— Short exercise —
Report every line of the items below that contains the word "wooden".

— Data provided —
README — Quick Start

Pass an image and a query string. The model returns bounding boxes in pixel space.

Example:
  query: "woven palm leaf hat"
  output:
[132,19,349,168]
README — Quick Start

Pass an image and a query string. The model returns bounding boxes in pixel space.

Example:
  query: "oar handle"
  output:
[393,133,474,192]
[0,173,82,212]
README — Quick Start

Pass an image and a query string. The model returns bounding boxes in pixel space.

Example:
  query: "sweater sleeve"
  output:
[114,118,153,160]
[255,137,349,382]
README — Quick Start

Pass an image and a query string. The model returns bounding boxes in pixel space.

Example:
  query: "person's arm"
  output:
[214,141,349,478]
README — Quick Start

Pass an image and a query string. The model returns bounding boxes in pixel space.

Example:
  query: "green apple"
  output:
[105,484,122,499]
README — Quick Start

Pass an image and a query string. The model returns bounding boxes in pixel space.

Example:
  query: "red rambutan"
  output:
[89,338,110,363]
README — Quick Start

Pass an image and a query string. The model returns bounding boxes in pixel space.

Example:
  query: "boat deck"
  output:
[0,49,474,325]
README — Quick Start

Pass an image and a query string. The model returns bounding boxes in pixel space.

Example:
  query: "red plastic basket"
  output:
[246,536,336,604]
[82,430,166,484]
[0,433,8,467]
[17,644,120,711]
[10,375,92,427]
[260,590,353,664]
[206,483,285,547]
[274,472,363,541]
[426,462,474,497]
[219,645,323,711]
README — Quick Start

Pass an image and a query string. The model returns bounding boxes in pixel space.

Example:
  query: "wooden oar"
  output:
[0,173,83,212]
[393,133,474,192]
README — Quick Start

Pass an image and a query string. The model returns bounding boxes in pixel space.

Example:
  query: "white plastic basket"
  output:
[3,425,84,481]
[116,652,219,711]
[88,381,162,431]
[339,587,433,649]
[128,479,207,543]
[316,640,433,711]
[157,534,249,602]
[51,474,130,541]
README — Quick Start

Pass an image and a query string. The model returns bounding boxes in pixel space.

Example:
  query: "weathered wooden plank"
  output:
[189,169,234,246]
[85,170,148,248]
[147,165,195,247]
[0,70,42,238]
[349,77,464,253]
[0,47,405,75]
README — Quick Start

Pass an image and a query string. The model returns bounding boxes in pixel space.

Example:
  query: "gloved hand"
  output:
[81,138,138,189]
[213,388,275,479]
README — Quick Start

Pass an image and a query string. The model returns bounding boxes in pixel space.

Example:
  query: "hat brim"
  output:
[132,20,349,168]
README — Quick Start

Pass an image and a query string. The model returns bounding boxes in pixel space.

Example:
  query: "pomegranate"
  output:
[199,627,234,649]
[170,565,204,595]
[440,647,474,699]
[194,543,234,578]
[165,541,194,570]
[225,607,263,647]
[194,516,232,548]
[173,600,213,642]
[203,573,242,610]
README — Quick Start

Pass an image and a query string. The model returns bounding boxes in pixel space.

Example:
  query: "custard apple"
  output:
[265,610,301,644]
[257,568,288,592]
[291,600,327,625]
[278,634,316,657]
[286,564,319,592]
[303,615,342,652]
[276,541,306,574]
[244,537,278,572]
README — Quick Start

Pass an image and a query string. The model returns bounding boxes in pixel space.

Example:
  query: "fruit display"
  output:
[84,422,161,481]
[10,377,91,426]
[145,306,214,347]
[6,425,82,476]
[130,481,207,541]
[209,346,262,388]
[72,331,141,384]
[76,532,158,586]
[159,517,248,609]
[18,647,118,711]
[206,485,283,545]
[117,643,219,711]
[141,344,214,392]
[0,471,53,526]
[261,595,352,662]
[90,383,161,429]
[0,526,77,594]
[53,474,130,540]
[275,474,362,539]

...

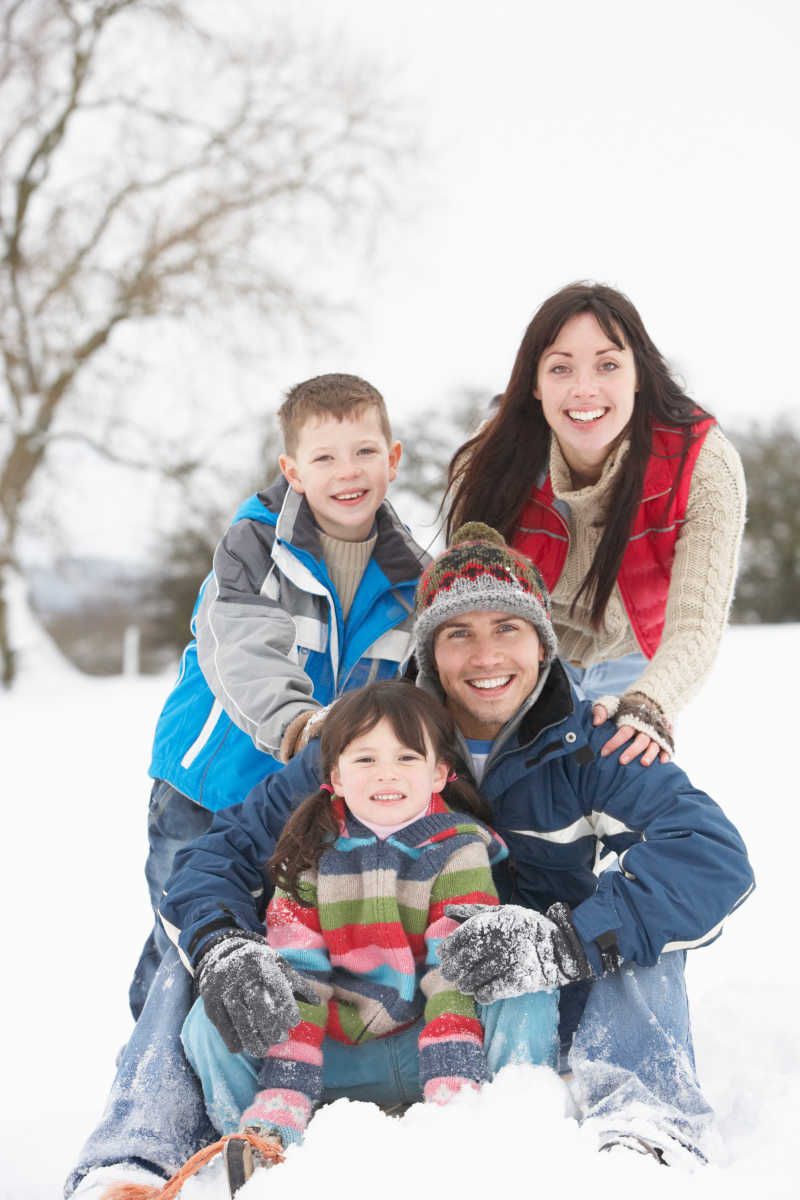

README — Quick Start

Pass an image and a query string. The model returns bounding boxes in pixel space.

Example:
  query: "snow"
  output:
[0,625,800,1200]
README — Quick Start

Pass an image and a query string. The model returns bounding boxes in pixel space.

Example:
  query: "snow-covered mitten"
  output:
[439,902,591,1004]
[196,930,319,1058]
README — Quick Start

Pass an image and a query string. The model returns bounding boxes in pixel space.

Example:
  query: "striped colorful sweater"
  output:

— Finished answer —
  query: "wooden oar"
  query: "weathered wooden plank"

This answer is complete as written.